*Tarefa a realizar*. Devolva todas as linhas do material sem alterar nada, na mesma ordem.

*O material*.
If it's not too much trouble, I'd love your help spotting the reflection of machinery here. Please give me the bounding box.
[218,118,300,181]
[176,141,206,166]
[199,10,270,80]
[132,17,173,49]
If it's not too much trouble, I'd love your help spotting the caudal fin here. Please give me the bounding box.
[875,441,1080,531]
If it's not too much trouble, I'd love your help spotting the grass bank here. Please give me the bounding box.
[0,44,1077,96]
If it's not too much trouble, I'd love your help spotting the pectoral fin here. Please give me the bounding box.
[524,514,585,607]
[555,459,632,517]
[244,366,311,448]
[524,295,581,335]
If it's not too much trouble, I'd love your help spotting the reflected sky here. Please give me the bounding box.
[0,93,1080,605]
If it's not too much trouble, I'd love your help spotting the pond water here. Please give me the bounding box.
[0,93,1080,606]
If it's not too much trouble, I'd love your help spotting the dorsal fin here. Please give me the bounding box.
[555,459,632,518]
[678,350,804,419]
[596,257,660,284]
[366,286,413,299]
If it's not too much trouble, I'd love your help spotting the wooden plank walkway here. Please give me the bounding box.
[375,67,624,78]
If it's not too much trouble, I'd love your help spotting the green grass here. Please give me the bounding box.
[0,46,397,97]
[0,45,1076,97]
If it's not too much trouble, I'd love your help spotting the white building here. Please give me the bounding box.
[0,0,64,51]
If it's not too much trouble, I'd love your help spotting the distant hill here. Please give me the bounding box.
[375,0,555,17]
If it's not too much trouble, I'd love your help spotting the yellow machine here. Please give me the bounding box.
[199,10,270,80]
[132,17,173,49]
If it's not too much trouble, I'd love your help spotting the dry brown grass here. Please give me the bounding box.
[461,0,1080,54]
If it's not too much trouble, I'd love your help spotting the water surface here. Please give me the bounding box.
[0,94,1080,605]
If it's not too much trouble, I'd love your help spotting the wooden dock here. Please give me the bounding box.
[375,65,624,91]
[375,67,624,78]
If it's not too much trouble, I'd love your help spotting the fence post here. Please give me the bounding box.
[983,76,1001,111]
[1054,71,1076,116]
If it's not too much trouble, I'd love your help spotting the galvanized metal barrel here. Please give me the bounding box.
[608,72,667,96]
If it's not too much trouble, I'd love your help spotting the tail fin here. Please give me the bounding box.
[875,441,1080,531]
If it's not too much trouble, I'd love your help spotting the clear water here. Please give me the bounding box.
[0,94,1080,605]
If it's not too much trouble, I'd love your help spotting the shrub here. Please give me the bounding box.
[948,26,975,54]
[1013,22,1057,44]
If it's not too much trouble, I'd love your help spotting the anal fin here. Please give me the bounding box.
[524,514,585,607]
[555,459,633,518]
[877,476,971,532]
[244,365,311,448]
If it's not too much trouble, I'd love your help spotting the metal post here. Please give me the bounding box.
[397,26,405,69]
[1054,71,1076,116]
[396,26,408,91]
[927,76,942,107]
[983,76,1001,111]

*Resolução completa*.
If it's not too much trouble, I'd love your help spotting the reflection of machinery here. Please give me the bounding box.
[218,118,300,181]
[176,141,206,166]
[199,10,270,80]
[132,17,173,49]
If it's not too much trouble, I'd love your help spotting the caudal fin here. Please give me the bounding box.
[875,441,1080,531]
If it's not too much trouble, I'd love your help spotting the grass bank here. Please give me the bounding box.
[0,44,1077,96]
If it's not too much trouble, I'd love your help spotting the pectoral fin here. Please give me the bounding box.
[524,514,585,607]
[555,459,632,517]
[244,366,311,448]
[524,295,581,335]
If it's not too much trouble, I'd love your help spotting the reflected sky here. Please give me the bounding box.
[0,93,1080,605]
If it's not too much trouble, I'd love your help spotting the pond water here. Please give me the bounding box.
[0,93,1080,606]
If it's not too much trouble, I'd love your help spotting the dorsal fin here. Please give me the bounding box.
[555,459,632,518]
[678,350,804,419]
[596,257,660,284]
[366,286,413,299]
If it's not too much trouble, I'd love your help spotting the wooden plank walkway here. Please give me the bounding box.
[375,67,624,78]
If it's not too much trouble, I'd love your help spotting the green grass here. Please give me the bounding box.
[0,46,397,97]
[0,45,1076,97]
If it's not too much trouble, I'd love your help spotting the white building here. Please give me the bounding box.
[0,0,64,51]
If it's not too much trouble, I'd love your help spotting the distant hill here. Please give me the bounding box.
[375,0,555,17]
If it's not too much trouble, I'd love your help spotting the yellow machine here. Please give me the bounding box.
[199,10,270,80]
[132,17,173,49]
If it's not too much trouble, I'd love your help spotting the dry brown grass here. Please give me the bounding box.
[461,0,1080,54]
If it's not too much trouble, I'd love your help spotting the water surface here. Please give me the bounding box.
[0,94,1080,605]
If it's not too much trouble, I'd love your help spotting the wooden dock here. Please give me the bounding box.
[375,65,624,91]
[375,67,624,78]
If it's not too much trouble, I'd love your help spotting the fence post here. Please give me the bounding box.
[983,76,1001,111]
[1054,71,1076,116]
If it's not too much trouble, I'd love your help spotting the galvanized metal barrel here. Please give me the bounding box.
[608,72,667,96]
If it's not too much trouble, I'd love your help spotting the tail fin here. Please give me the bounding box.
[875,441,1080,531]
If it's not too much trouble, I'd love your help spotting the clear water here. Please give me the bounding box.
[0,94,1080,605]
If it's not too much trouble, I'd love your help spotting the shrub here. Please give me the bounding box.
[948,26,975,54]
[1013,22,1057,44]
If it's not too much trouble, I'd love your help spotting the anal fin here. Please give me the bounding box.
[524,514,585,607]
[555,459,633,518]
[877,476,971,532]
[244,365,311,448]
If it's not too much trouble, I'd love your help spotting the metal post here. Please give me the bounding box.
[397,26,405,69]
[1054,71,1076,116]
[396,26,408,91]
[927,76,942,107]
[983,76,1001,111]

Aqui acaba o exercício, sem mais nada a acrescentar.